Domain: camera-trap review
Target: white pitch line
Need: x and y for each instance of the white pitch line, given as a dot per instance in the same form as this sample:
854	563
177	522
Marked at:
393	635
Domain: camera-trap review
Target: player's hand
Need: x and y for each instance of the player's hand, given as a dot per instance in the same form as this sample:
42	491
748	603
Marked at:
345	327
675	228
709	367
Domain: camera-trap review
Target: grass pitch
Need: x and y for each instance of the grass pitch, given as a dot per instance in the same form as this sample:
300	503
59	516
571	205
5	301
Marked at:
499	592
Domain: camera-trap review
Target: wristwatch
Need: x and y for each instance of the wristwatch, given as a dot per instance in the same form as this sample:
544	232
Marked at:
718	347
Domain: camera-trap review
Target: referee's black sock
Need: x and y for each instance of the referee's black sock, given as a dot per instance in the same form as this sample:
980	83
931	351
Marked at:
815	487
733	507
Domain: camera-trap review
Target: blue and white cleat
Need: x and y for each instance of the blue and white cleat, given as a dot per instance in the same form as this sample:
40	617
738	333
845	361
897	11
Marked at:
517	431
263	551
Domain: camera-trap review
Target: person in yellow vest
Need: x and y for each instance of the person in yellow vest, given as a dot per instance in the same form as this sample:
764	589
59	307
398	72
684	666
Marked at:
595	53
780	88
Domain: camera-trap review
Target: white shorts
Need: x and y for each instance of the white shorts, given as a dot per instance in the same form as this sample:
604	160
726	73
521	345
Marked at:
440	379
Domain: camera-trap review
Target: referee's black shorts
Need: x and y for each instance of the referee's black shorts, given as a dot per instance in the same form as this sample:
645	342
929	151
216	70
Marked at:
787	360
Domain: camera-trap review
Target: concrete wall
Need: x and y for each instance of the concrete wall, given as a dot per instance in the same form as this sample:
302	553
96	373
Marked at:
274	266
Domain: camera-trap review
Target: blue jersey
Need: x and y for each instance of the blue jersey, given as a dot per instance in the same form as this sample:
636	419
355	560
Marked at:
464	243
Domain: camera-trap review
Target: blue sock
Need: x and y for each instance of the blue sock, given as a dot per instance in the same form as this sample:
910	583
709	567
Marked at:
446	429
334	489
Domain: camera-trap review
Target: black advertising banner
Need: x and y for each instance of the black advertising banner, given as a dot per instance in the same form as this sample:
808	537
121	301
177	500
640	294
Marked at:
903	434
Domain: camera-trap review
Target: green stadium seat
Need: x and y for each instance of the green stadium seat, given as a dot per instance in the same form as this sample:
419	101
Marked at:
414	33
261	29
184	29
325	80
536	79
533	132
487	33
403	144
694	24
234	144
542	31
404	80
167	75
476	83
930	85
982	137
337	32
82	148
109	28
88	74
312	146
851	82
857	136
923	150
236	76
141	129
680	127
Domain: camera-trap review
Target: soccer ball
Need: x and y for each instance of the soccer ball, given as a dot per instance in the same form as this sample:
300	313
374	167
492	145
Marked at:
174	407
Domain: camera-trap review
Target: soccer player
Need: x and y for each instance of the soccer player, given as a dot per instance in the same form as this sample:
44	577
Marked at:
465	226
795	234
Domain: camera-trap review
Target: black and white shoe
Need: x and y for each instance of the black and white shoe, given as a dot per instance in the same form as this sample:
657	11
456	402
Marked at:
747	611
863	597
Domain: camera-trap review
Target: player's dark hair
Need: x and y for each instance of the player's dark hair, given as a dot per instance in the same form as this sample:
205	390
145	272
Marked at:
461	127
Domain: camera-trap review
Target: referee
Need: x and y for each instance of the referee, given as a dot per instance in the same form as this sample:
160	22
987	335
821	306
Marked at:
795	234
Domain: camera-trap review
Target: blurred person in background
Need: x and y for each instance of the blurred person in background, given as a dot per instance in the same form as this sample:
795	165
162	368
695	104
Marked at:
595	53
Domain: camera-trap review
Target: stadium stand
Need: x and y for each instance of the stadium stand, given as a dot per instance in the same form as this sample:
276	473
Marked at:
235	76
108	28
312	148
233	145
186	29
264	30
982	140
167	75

==========

Which lines of the material above contain the string "dark"? List each of those lines in full, treating uppercase and lowercase letters as different.

Full response
Target: player's dark hair
Need: x and y for each instance of the player's dark hair, given as a dot per instance in the same form as this sample:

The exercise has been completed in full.